(SUPPLIED RECORDS begins)

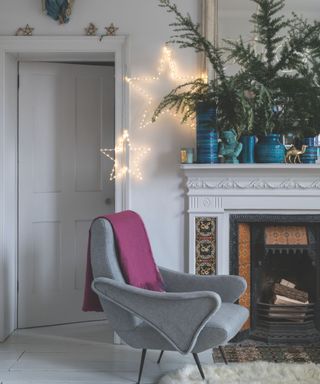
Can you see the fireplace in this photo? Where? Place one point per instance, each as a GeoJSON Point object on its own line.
{"type": "Point", "coordinates": [226, 200]}
{"type": "Point", "coordinates": [279, 255]}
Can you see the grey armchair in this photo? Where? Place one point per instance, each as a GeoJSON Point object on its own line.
{"type": "Point", "coordinates": [194, 314]}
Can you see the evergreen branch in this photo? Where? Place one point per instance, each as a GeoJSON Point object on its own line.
{"type": "Point", "coordinates": [193, 38]}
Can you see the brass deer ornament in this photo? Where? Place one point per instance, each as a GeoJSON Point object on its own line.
{"type": "Point", "coordinates": [293, 155]}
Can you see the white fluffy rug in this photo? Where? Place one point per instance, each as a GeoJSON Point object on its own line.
{"type": "Point", "coordinates": [246, 373]}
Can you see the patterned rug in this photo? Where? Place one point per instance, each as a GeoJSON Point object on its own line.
{"type": "Point", "coordinates": [276, 354]}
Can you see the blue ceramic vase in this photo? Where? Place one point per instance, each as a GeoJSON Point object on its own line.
{"type": "Point", "coordinates": [269, 149]}
{"type": "Point", "coordinates": [311, 154]}
{"type": "Point", "coordinates": [247, 153]}
{"type": "Point", "coordinates": [207, 136]}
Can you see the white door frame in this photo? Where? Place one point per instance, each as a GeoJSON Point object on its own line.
{"type": "Point", "coordinates": [50, 48]}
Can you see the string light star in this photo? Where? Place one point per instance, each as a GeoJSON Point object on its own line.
{"type": "Point", "coordinates": [166, 63]}
{"type": "Point", "coordinates": [123, 147]}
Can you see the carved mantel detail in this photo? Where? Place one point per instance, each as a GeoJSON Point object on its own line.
{"type": "Point", "coordinates": [216, 191]}
{"type": "Point", "coordinates": [253, 184]}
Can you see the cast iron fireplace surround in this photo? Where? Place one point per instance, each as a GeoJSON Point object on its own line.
{"type": "Point", "coordinates": [302, 266]}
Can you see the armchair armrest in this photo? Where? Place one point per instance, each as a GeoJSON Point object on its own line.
{"type": "Point", "coordinates": [179, 317]}
{"type": "Point", "coordinates": [229, 287]}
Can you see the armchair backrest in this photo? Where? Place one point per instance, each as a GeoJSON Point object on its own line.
{"type": "Point", "coordinates": [105, 263]}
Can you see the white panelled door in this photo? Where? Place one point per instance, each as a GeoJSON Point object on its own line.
{"type": "Point", "coordinates": [66, 114]}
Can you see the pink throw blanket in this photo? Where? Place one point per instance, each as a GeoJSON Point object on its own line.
{"type": "Point", "coordinates": [134, 256]}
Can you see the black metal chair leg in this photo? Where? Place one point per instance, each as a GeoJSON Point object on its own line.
{"type": "Point", "coordinates": [143, 356]}
{"type": "Point", "coordinates": [160, 357]}
{"type": "Point", "coordinates": [221, 349]}
{"type": "Point", "coordinates": [196, 358]}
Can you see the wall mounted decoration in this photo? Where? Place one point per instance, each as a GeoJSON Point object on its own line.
{"type": "Point", "coordinates": [124, 146]}
{"type": "Point", "coordinates": [59, 10]}
{"type": "Point", "coordinates": [168, 68]}
{"type": "Point", "coordinates": [26, 31]}
{"type": "Point", "coordinates": [111, 30]}
{"type": "Point", "coordinates": [91, 30]}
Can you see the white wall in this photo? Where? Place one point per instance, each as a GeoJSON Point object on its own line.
{"type": "Point", "coordinates": [159, 197]}
{"type": "Point", "coordinates": [234, 15]}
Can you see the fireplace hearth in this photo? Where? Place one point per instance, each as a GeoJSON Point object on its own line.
{"type": "Point", "coordinates": [279, 255]}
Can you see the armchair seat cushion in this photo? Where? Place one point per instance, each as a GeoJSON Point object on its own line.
{"type": "Point", "coordinates": [220, 328]}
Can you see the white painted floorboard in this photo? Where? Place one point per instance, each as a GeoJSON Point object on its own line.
{"type": "Point", "coordinates": [80, 353]}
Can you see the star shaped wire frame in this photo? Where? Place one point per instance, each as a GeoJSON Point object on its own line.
{"type": "Point", "coordinates": [168, 66]}
{"type": "Point", "coordinates": [124, 146]}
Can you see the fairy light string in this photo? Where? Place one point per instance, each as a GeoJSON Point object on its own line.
{"type": "Point", "coordinates": [122, 147]}
{"type": "Point", "coordinates": [166, 64]}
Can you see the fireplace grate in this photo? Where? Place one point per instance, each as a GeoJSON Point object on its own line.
{"type": "Point", "coordinates": [286, 323]}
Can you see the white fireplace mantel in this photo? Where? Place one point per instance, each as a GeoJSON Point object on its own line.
{"type": "Point", "coordinates": [218, 190]}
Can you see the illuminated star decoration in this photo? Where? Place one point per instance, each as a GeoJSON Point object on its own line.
{"type": "Point", "coordinates": [91, 30]}
{"type": "Point", "coordinates": [124, 146]}
{"type": "Point", "coordinates": [166, 63]}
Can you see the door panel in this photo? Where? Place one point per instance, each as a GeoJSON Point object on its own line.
{"type": "Point", "coordinates": [66, 114]}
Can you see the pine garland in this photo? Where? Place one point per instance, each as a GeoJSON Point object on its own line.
{"type": "Point", "coordinates": [276, 88]}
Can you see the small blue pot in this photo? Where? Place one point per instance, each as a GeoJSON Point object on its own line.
{"type": "Point", "coordinates": [311, 154]}
{"type": "Point", "coordinates": [269, 149]}
{"type": "Point", "coordinates": [207, 136]}
{"type": "Point", "coordinates": [247, 153]}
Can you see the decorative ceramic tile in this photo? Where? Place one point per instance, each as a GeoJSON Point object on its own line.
{"type": "Point", "coordinates": [278, 354]}
{"type": "Point", "coordinates": [244, 266]}
{"type": "Point", "coordinates": [206, 245]}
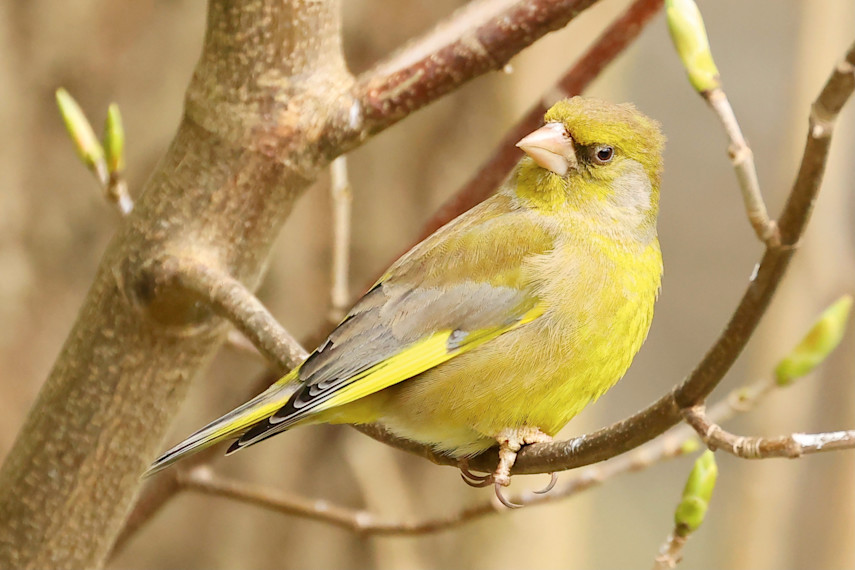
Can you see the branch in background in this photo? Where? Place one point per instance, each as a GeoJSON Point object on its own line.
{"type": "Point", "coordinates": [792, 446]}
{"type": "Point", "coordinates": [690, 40]}
{"type": "Point", "coordinates": [164, 486]}
{"type": "Point", "coordinates": [665, 412]}
{"type": "Point", "coordinates": [202, 480]}
{"type": "Point", "coordinates": [196, 476]}
{"type": "Point", "coordinates": [342, 198]}
{"type": "Point", "coordinates": [611, 43]}
{"type": "Point", "coordinates": [479, 38]}
{"type": "Point", "coordinates": [106, 161]}
{"type": "Point", "coordinates": [230, 299]}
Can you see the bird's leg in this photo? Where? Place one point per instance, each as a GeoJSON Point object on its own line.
{"type": "Point", "coordinates": [510, 442]}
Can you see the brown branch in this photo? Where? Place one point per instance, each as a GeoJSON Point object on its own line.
{"type": "Point", "coordinates": [164, 486]}
{"type": "Point", "coordinates": [611, 43]}
{"type": "Point", "coordinates": [671, 552]}
{"type": "Point", "coordinates": [199, 478]}
{"type": "Point", "coordinates": [202, 480]}
{"type": "Point", "coordinates": [665, 412]}
{"type": "Point", "coordinates": [792, 446]}
{"type": "Point", "coordinates": [342, 198]}
{"type": "Point", "coordinates": [230, 299]}
{"type": "Point", "coordinates": [389, 92]}
{"type": "Point", "coordinates": [742, 159]}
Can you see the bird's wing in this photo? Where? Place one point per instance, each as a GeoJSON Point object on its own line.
{"type": "Point", "coordinates": [456, 290]}
{"type": "Point", "coordinates": [461, 287]}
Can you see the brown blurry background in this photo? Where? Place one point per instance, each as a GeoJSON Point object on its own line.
{"type": "Point", "coordinates": [774, 56]}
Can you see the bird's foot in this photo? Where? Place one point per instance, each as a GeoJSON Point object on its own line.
{"type": "Point", "coordinates": [510, 442]}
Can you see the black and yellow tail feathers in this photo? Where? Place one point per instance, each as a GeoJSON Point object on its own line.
{"type": "Point", "coordinates": [232, 424]}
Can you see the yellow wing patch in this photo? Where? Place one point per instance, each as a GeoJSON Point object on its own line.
{"type": "Point", "coordinates": [417, 358]}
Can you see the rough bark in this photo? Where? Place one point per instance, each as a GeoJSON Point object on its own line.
{"type": "Point", "coordinates": [246, 148]}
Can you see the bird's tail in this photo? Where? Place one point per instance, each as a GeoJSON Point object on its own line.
{"type": "Point", "coordinates": [232, 424]}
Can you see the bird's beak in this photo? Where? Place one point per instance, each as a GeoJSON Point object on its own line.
{"type": "Point", "coordinates": [551, 147]}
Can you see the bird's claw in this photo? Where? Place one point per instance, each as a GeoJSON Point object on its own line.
{"type": "Point", "coordinates": [552, 481]}
{"type": "Point", "coordinates": [502, 499]}
{"type": "Point", "coordinates": [472, 479]}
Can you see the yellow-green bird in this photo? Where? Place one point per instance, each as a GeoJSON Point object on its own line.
{"type": "Point", "coordinates": [506, 322]}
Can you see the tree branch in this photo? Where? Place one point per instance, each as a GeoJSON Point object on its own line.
{"type": "Point", "coordinates": [611, 43]}
{"type": "Point", "coordinates": [242, 154]}
{"type": "Point", "coordinates": [230, 299]}
{"type": "Point", "coordinates": [479, 38]}
{"type": "Point", "coordinates": [791, 446]}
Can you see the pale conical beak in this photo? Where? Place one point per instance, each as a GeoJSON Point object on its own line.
{"type": "Point", "coordinates": [551, 148]}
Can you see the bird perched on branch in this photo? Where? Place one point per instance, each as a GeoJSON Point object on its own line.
{"type": "Point", "coordinates": [506, 322]}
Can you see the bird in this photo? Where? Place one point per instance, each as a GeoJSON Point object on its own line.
{"type": "Point", "coordinates": [505, 323]}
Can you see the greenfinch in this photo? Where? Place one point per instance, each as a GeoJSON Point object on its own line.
{"type": "Point", "coordinates": [504, 324]}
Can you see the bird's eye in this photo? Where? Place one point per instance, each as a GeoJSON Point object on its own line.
{"type": "Point", "coordinates": [604, 154]}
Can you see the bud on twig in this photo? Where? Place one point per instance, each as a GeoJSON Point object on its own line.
{"type": "Point", "coordinates": [823, 337]}
{"type": "Point", "coordinates": [696, 495]}
{"type": "Point", "coordinates": [85, 142]}
{"type": "Point", "coordinates": [690, 40]}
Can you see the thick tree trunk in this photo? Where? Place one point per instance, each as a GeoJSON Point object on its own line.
{"type": "Point", "coordinates": [270, 78]}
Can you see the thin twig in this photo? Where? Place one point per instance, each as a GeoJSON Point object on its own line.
{"type": "Point", "coordinates": [792, 446]}
{"type": "Point", "coordinates": [230, 298]}
{"type": "Point", "coordinates": [670, 553]}
{"type": "Point", "coordinates": [670, 445]}
{"type": "Point", "coordinates": [116, 190]}
{"type": "Point", "coordinates": [643, 426]}
{"type": "Point", "coordinates": [239, 343]}
{"type": "Point", "coordinates": [742, 158]}
{"type": "Point", "coordinates": [480, 38]}
{"type": "Point", "coordinates": [163, 487]}
{"type": "Point", "coordinates": [342, 197]}
{"type": "Point", "coordinates": [665, 412]}
{"type": "Point", "coordinates": [203, 480]}
{"type": "Point", "coordinates": [611, 43]}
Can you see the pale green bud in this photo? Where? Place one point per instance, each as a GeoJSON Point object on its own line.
{"type": "Point", "coordinates": [690, 40]}
{"type": "Point", "coordinates": [82, 135]}
{"type": "Point", "coordinates": [693, 507]}
{"type": "Point", "coordinates": [823, 337]}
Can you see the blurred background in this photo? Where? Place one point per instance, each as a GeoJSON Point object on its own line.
{"type": "Point", "coordinates": [774, 56]}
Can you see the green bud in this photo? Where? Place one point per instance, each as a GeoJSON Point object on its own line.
{"type": "Point", "coordinates": [82, 135]}
{"type": "Point", "coordinates": [823, 337]}
{"type": "Point", "coordinates": [114, 140]}
{"type": "Point", "coordinates": [696, 495]}
{"type": "Point", "coordinates": [690, 40]}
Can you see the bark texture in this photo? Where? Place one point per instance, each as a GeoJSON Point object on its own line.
{"type": "Point", "coordinates": [246, 148]}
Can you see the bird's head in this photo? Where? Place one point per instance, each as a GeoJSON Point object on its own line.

(SUPPLIED RECORDS ends)

-- WHAT YOU ARE ASKED TO DO --
Only the lines from the one containing "Can you see the green bud" through the last line of the records are to be set down, exactly as they appear.

-- EXERCISE RESPONSE --
Can you see the green bud in this photo? Where? Place one point per instance, each as a GeoJSON Point object on its own line.
{"type": "Point", "coordinates": [82, 135]}
{"type": "Point", "coordinates": [823, 337]}
{"type": "Point", "coordinates": [114, 140]}
{"type": "Point", "coordinates": [696, 495]}
{"type": "Point", "coordinates": [690, 40]}
Can you see the bark texture in this photo? Where? Place one point per instance, each as a GeoJSON Point object on its own line.
{"type": "Point", "coordinates": [246, 148]}
Can you see the bird's head in this photo? Where? Place one point per instance, each as a GeoJSON Point object on its own line.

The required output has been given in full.